* Work required *
Count the lines below that contain the string "jacket". Reply with the number only.

━━━━━━━━━━━━━━━━━━━━

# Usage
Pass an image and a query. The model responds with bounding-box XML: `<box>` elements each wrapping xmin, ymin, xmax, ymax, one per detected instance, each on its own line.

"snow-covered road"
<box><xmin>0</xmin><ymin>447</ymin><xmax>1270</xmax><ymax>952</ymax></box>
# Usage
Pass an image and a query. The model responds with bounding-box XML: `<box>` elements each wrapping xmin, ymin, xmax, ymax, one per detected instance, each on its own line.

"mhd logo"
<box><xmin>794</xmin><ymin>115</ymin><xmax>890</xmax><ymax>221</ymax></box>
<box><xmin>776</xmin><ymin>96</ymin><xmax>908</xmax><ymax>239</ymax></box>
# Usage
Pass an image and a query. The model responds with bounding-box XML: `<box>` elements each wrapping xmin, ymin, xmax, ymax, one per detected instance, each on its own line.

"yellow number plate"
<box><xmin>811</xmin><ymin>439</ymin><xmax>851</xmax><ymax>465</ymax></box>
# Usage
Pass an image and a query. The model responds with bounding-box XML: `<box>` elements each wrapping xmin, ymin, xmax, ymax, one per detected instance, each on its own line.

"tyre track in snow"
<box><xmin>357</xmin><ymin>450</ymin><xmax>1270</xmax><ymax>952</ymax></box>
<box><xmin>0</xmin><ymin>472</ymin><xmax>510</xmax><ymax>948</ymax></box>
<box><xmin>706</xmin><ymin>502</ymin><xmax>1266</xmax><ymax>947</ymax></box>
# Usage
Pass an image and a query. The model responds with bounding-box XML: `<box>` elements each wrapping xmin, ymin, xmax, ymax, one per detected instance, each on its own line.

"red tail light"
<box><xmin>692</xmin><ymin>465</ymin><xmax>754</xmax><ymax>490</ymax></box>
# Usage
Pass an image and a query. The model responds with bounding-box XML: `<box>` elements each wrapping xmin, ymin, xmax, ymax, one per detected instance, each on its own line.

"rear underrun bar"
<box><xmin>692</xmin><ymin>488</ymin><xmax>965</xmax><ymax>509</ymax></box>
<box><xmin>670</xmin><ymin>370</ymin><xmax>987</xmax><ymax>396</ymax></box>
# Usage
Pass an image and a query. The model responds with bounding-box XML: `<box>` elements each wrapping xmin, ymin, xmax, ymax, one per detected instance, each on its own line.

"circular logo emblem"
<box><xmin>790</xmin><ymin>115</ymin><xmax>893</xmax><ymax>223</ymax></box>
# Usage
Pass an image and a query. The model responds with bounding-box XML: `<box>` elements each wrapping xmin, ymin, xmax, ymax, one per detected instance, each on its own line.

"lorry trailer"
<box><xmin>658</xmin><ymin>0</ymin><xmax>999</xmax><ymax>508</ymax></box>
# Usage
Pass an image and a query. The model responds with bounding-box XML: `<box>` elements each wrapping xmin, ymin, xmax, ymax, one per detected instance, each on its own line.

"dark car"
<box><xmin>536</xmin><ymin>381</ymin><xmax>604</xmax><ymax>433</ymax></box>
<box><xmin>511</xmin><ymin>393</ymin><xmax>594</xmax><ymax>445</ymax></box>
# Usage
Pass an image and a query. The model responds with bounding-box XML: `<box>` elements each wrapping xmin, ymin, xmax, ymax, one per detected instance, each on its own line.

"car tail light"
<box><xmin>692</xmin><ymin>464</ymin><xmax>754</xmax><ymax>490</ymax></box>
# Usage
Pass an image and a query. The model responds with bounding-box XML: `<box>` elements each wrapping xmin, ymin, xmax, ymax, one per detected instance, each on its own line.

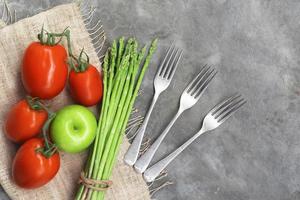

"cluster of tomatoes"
<box><xmin>5</xmin><ymin>29</ymin><xmax>102</xmax><ymax>188</ymax></box>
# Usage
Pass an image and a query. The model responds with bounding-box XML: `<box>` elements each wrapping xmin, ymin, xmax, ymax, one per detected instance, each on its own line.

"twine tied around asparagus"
<box><xmin>78</xmin><ymin>172</ymin><xmax>113</xmax><ymax>191</ymax></box>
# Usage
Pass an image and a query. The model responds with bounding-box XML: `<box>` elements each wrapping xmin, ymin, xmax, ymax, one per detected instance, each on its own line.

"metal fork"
<box><xmin>144</xmin><ymin>95</ymin><xmax>246</xmax><ymax>182</ymax></box>
<box><xmin>124</xmin><ymin>45</ymin><xmax>182</xmax><ymax>166</ymax></box>
<box><xmin>134</xmin><ymin>65</ymin><xmax>217</xmax><ymax>173</ymax></box>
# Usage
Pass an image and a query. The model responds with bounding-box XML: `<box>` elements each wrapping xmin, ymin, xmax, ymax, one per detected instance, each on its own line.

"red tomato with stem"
<box><xmin>69</xmin><ymin>64</ymin><xmax>103</xmax><ymax>106</ymax></box>
<box><xmin>21</xmin><ymin>42</ymin><xmax>68</xmax><ymax>99</ymax></box>
<box><xmin>12</xmin><ymin>138</ymin><xmax>60</xmax><ymax>189</ymax></box>
<box><xmin>5</xmin><ymin>98</ymin><xmax>48</xmax><ymax>142</ymax></box>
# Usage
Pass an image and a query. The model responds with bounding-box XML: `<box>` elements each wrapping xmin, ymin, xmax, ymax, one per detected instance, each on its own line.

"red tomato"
<box><xmin>69</xmin><ymin>64</ymin><xmax>102</xmax><ymax>106</ymax></box>
<box><xmin>5</xmin><ymin>99</ymin><xmax>48</xmax><ymax>142</ymax></box>
<box><xmin>12</xmin><ymin>138</ymin><xmax>60</xmax><ymax>189</ymax></box>
<box><xmin>21</xmin><ymin>42</ymin><xmax>68</xmax><ymax>99</ymax></box>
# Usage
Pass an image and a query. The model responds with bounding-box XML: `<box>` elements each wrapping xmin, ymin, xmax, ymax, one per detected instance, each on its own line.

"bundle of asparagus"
<box><xmin>76</xmin><ymin>37</ymin><xmax>157</xmax><ymax>200</ymax></box>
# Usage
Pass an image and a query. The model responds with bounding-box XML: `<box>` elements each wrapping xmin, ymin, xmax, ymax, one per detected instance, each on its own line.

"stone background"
<box><xmin>0</xmin><ymin>0</ymin><xmax>300</xmax><ymax>200</ymax></box>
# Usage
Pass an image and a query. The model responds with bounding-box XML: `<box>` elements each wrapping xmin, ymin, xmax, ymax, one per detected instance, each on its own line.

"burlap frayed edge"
<box><xmin>0</xmin><ymin>0</ymin><xmax>174</xmax><ymax>197</ymax></box>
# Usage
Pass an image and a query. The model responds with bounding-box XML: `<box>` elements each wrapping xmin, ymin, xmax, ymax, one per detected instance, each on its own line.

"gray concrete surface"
<box><xmin>0</xmin><ymin>0</ymin><xmax>300</xmax><ymax>200</ymax></box>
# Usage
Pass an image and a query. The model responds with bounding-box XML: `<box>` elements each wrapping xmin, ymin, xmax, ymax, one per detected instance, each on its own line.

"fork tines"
<box><xmin>211</xmin><ymin>94</ymin><xmax>247</xmax><ymax>123</ymax></box>
<box><xmin>157</xmin><ymin>45</ymin><xmax>182</xmax><ymax>79</ymax></box>
<box><xmin>185</xmin><ymin>64</ymin><xmax>217</xmax><ymax>98</ymax></box>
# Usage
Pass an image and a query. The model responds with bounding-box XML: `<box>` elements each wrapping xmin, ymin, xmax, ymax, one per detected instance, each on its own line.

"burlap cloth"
<box><xmin>0</xmin><ymin>4</ymin><xmax>150</xmax><ymax>200</ymax></box>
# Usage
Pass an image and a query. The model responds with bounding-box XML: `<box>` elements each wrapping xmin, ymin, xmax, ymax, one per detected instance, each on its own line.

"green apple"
<box><xmin>50</xmin><ymin>105</ymin><xmax>97</xmax><ymax>153</ymax></box>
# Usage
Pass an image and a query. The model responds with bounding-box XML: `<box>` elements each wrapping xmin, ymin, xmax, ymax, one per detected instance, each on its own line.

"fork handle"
<box><xmin>143</xmin><ymin>129</ymin><xmax>205</xmax><ymax>182</ymax></box>
<box><xmin>134</xmin><ymin>109</ymin><xmax>183</xmax><ymax>173</ymax></box>
<box><xmin>124</xmin><ymin>92</ymin><xmax>160</xmax><ymax>166</ymax></box>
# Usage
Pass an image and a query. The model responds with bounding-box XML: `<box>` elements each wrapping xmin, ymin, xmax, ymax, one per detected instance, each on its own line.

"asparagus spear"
<box><xmin>97</xmin><ymin>39</ymin><xmax>157</xmax><ymax>200</ymax></box>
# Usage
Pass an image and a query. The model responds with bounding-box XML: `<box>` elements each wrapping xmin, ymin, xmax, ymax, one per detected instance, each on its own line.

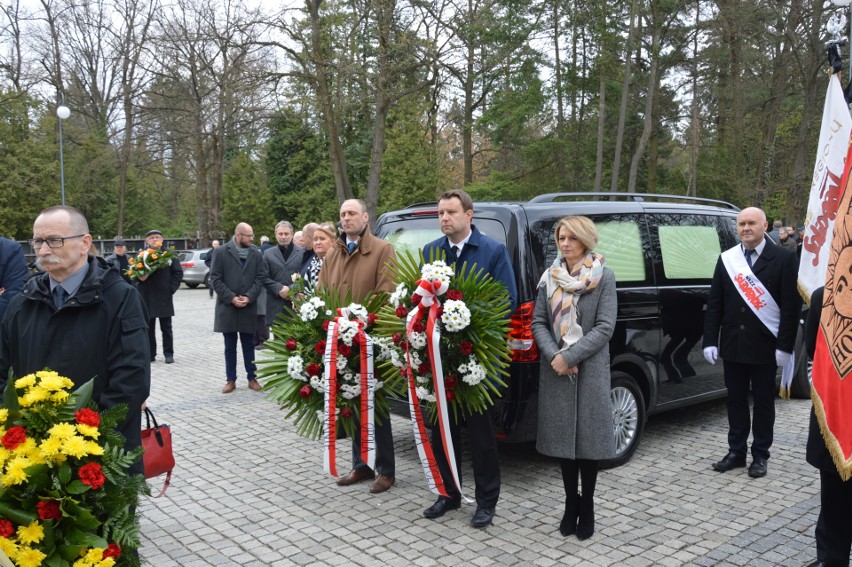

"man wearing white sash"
<box><xmin>704</xmin><ymin>207</ymin><xmax>802</xmax><ymax>478</ymax></box>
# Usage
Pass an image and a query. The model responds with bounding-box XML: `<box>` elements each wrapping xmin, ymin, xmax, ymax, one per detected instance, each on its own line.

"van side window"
<box><xmin>595</xmin><ymin>221</ymin><xmax>646</xmax><ymax>283</ymax></box>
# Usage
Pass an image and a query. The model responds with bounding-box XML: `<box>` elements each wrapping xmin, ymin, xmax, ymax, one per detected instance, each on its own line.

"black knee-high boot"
<box><xmin>559</xmin><ymin>459</ymin><xmax>580</xmax><ymax>537</ymax></box>
<box><xmin>577</xmin><ymin>459</ymin><xmax>598</xmax><ymax>540</ymax></box>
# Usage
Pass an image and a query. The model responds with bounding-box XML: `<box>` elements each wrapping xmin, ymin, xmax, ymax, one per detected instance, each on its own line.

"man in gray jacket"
<box><xmin>208</xmin><ymin>223</ymin><xmax>266</xmax><ymax>394</ymax></box>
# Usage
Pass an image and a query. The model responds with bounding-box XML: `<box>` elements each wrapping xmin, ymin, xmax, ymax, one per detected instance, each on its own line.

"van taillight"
<box><xmin>508</xmin><ymin>301</ymin><xmax>538</xmax><ymax>362</ymax></box>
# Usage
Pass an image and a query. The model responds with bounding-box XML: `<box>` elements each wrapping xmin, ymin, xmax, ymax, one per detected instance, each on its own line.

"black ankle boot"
<box><xmin>559</xmin><ymin>492</ymin><xmax>580</xmax><ymax>537</ymax></box>
<box><xmin>577</xmin><ymin>494</ymin><xmax>595</xmax><ymax>541</ymax></box>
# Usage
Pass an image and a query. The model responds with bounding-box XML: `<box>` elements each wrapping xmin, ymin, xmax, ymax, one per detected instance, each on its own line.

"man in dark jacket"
<box><xmin>0</xmin><ymin>236</ymin><xmax>29</xmax><ymax>321</ymax></box>
<box><xmin>0</xmin><ymin>207</ymin><xmax>151</xmax><ymax>473</ymax></box>
<box><xmin>138</xmin><ymin>230</ymin><xmax>183</xmax><ymax>364</ymax></box>
<box><xmin>208</xmin><ymin>223</ymin><xmax>266</xmax><ymax>394</ymax></box>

━━━━━━━━━━━━━━━━━━━━

* Correct output *
2